- [What is needed]: Word for word and without images, transcribe all of the records.

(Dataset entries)
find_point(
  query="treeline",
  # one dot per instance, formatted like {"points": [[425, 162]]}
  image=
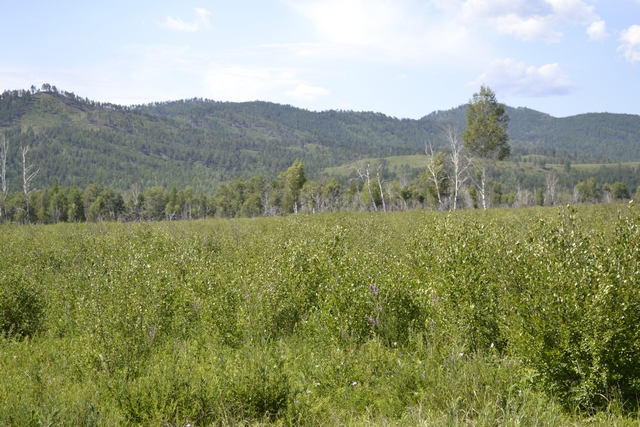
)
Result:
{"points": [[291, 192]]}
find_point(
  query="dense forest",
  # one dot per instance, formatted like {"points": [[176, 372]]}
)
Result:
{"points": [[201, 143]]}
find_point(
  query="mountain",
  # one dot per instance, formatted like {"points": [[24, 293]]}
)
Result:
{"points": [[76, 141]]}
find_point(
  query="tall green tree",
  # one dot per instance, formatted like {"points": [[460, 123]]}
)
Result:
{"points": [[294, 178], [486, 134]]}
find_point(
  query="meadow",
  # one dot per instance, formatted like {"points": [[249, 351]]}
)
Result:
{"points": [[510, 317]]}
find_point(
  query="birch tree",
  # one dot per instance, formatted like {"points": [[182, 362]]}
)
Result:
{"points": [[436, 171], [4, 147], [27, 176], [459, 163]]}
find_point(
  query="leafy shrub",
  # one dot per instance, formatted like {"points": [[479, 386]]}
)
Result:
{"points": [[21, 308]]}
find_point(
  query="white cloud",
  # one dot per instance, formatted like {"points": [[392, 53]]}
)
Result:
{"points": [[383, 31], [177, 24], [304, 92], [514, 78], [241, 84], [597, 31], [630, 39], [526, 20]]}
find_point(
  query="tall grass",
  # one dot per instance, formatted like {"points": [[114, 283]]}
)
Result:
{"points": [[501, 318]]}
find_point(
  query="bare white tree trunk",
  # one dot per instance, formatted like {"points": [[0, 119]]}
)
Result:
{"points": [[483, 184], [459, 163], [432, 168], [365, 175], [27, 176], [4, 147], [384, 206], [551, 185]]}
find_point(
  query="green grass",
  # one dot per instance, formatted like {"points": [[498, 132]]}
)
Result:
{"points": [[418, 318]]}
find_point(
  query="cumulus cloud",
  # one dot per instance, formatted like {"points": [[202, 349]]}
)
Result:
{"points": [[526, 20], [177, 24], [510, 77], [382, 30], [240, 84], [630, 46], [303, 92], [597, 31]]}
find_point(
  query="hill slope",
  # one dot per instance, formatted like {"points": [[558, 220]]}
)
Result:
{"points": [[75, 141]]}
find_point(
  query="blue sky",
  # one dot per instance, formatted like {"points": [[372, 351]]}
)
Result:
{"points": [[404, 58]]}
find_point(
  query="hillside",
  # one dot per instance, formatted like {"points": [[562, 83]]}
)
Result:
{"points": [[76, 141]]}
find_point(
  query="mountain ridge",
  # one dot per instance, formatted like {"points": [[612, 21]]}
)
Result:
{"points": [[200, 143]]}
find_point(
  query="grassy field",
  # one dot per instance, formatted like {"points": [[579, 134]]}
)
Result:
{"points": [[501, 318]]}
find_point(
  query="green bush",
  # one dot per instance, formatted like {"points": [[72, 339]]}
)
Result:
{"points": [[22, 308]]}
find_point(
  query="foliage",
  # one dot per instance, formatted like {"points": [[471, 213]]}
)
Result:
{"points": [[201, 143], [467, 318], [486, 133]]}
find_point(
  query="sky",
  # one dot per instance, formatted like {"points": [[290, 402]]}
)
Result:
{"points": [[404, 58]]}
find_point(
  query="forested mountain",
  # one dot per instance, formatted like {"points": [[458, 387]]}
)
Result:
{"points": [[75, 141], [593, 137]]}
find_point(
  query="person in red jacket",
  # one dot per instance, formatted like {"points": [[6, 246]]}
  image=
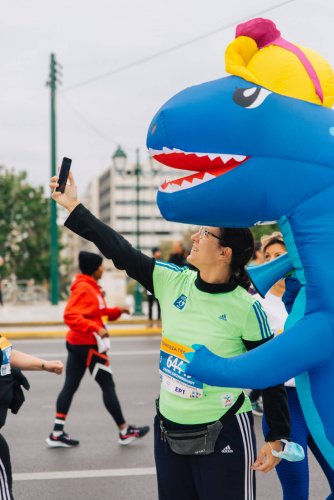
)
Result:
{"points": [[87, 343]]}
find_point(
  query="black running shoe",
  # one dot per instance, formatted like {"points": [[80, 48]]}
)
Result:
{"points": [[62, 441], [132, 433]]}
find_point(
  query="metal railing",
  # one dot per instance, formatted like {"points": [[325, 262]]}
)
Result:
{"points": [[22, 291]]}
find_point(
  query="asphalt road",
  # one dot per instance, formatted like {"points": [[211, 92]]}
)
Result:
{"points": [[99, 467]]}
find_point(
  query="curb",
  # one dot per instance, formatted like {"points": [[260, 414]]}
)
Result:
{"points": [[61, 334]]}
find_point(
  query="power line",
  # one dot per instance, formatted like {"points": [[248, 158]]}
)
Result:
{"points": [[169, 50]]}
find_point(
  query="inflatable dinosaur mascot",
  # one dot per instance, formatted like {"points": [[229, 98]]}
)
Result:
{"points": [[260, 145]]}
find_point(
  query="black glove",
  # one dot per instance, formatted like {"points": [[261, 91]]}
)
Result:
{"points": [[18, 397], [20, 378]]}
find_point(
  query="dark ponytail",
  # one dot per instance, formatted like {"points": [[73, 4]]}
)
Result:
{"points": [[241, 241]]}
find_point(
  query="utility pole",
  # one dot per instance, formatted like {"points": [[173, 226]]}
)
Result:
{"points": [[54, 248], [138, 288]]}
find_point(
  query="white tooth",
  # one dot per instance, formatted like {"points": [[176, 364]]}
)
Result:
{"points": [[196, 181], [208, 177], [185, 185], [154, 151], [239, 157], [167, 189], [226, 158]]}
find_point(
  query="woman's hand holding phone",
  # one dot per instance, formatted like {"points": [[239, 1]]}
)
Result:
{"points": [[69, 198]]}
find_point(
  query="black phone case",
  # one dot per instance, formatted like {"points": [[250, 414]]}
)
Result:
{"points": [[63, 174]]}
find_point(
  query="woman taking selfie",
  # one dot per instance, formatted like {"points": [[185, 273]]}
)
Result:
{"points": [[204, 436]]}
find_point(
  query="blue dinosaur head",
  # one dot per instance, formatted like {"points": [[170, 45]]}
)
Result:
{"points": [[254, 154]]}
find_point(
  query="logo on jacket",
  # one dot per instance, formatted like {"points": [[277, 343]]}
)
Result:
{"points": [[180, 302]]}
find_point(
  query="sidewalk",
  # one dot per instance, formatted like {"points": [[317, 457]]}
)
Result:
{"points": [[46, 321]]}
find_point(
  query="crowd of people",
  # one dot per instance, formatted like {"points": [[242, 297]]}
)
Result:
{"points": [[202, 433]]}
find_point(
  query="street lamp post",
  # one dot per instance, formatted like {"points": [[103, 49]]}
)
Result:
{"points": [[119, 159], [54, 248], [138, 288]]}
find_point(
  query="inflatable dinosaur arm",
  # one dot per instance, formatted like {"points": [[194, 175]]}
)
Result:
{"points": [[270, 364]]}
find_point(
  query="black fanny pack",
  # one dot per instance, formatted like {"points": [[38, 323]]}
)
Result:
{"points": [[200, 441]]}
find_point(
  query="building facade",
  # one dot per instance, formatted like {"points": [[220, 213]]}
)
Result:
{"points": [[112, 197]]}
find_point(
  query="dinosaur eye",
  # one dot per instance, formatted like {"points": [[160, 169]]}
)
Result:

- [Solved problem]:
find_point(
  query="treeline",
  # one dot per instance, formatted like {"points": [[425, 162]]}
  image=
)
Result:
{"points": [[291, 192]]}
find_point(
  query="dense forest",
  # one dot per instance, formatted like {"points": [[176, 372]]}
)
Result:
{"points": [[201, 143]]}
find_point(
  query="mountain",
  # one dot per instance, formatted like {"points": [[24, 293]]}
)
Result:
{"points": [[76, 141]]}
find_point(
  query="tall green tree",
  # one dot per instance, formatted like {"points": [[460, 123]]}
)
Result:
{"points": [[294, 178], [486, 134]]}
find_point(
  query="meadow",
  # one dot per instance, formatted like {"points": [[249, 351]]}
)
Result:
{"points": [[510, 317]]}
find_point(
  query="birch tree",
  # one dot per instance, formatted like {"points": [[182, 362]]}
)
Result:
{"points": [[436, 171], [4, 147], [27, 176], [459, 163]]}
find_point(
  query="leafy shrub",
  # one dot per instance, formatted like {"points": [[479, 386]]}
)
Result:
{"points": [[21, 308]]}
find_point(
  query="white cloud",
  # one dot per instance, formatted like {"points": [[392, 53]]}
)
Result:
{"points": [[383, 31], [177, 24], [304, 92], [514, 78], [241, 84], [597, 31], [630, 39], [526, 20]]}
find_point(
  query="tall grass",
  # one dot per instance, formatted like {"points": [[114, 283]]}
)
Result:
{"points": [[501, 318]]}
find_point(
  query="bare white tree trunk",
  # one dot per instance, formatted like {"points": [[0, 119]]}
)
Result:
{"points": [[483, 184], [459, 163], [432, 168], [365, 175], [27, 176], [4, 147], [384, 206], [551, 185]]}
find_point(
  query="green grass",
  # one dot per instance, formatted like {"points": [[498, 132]]}
)
Result:
{"points": [[418, 318]]}
find_point(
  query="cumulus cloud",
  # one dot per instance, formatted like {"points": [[202, 349]]}
)
Result:
{"points": [[526, 20], [177, 24], [510, 77], [382, 30], [240, 84], [630, 46], [303, 92], [597, 31]]}
find_point(
  query="hill slope",
  # one dot per instance, formatted like {"points": [[558, 220]]}
)
Result:
{"points": [[75, 141]]}
find_point(
  query="blue sky",
  # one dot per instance, formatted like {"points": [[372, 351]]}
)
Result:
{"points": [[404, 58]]}
find_point(
  query="hillside",
  # one dot per instance, formatted like {"points": [[562, 83]]}
)
Result:
{"points": [[76, 141]]}
find_point(
  query="mountain ridge",
  # one dot per instance, formatted like {"points": [[612, 21]]}
)
Result:
{"points": [[200, 143]]}
find_point(
  query="grassy field",
  # one dot per instance, formatted like {"points": [[579, 134]]}
)
Result:
{"points": [[501, 318]]}
find_point(
  query="green bush",
  # one dot per instance, formatted like {"points": [[72, 339]]}
)
Result:
{"points": [[22, 308]]}
find_point(
  query="foliage",
  # one dot per instance, formatted like {"points": [[471, 213]]}
)
Result:
{"points": [[201, 143], [467, 318], [486, 133]]}
find_point(
  query="sky",
  # one dot per instance, formatted like {"points": [[290, 402]]}
)
Result:
{"points": [[404, 58]]}
find_point(
  query="forested mountain",
  # one dot per instance, formatted like {"points": [[458, 387]]}
)
Result:
{"points": [[75, 141], [593, 137]]}
find_point(
  query="person in red jacket",
  # one dot per instance, formatted like {"points": [[6, 246]]}
  image=
)
Result:
{"points": [[87, 343]]}
find_point(
  query="black running shoe",
  # one dot per instance, formatted like {"points": [[80, 48]]}
)
Result:
{"points": [[62, 441], [132, 433]]}
find_point(
  query="metal railing",
  # one dot per instance, formatted like {"points": [[325, 262]]}
)
Result:
{"points": [[22, 291]]}
find_point(
  query="asphalt road",
  # one dot per instance, formatted like {"points": [[211, 92]]}
)
Result:
{"points": [[99, 467]]}
find_point(
  query="curb",
  # one dot per instance, formatted like {"points": [[260, 414]]}
)
Result:
{"points": [[61, 334]]}
find_point(
  query="power line",
  # one dot per instance, formatted like {"points": [[248, 158]]}
)
Result:
{"points": [[169, 50]]}
find_point(
  query="inflatable dinosaur mascot",
  # one dot per instance, formatted like {"points": [[229, 98]]}
)
Result:
{"points": [[260, 145]]}
find_point(
  query="black glove",
  # one dot per instance, formatted like {"points": [[261, 91]]}
)
Result:
{"points": [[18, 397], [20, 378]]}
find_point(
  query="dark ponytail",
  # one dot per instance, formatted like {"points": [[73, 4]]}
)
Result:
{"points": [[241, 241]]}
find_point(
  query="utility pole",
  # one dot per instance, formatted like {"points": [[173, 226]]}
)
Result:
{"points": [[54, 248], [138, 288]]}
find_point(
  query="white tooth",
  # one dot per instance, formatted like {"points": [[176, 364]]}
)
Result:
{"points": [[196, 181], [208, 177], [185, 185], [154, 151], [239, 157], [167, 189], [226, 158]]}
find_point(
  query="woman's hand holding phone",
  # one dot per instance, formatted like {"points": [[239, 1]]}
)
Result:
{"points": [[69, 198]]}
find_point(
  query="black phone case",
  # one dot per instance, formatted like {"points": [[250, 414]]}
)
Result:
{"points": [[63, 174]]}
find_point(
  query="woman taking selfie",
  # one dot per instance, formatted like {"points": [[185, 273]]}
)
Result:
{"points": [[204, 436]]}
find_point(
  query="blue dinosaur head",
  # one dot per instance, formatted like {"points": [[170, 45]]}
)
Result:
{"points": [[254, 154]]}
find_point(
  query="logo on jacket",
  # one dot per instance, formatted like {"points": [[277, 343]]}
)
Result:
{"points": [[180, 302]]}
find_point(
  query="sidewalk",
  # one dot per instance, formatted like {"points": [[317, 457]]}
)
Result:
{"points": [[46, 321]]}
find_point(
  query="crowd of people",
  # one dot per instance, formatted like {"points": [[242, 297]]}
)
Result:
{"points": [[202, 433]]}
find_point(
  query="street lamp post",
  # one dot per instance, formatted like {"points": [[103, 49]]}
)
Result:
{"points": [[119, 159], [54, 248], [138, 288]]}
find_point(
  query="inflatable dinosaur arm",
  # one dot per instance, formatted like {"points": [[194, 175]]}
)
Result:
{"points": [[270, 364]]}
find_point(
  query="black fanny pack",
  # one dot per instance, formatted like {"points": [[38, 323]]}
)
Result:
{"points": [[200, 441]]}
find_point(
  query="building facade",
  # one dot per instance, formatted like {"points": [[220, 213]]}
)
Result:
{"points": [[112, 197]]}
find_point(
  query="dinosaur eye",
  # one dot per instance, formatted like {"points": [[160, 169]]}
)
Result:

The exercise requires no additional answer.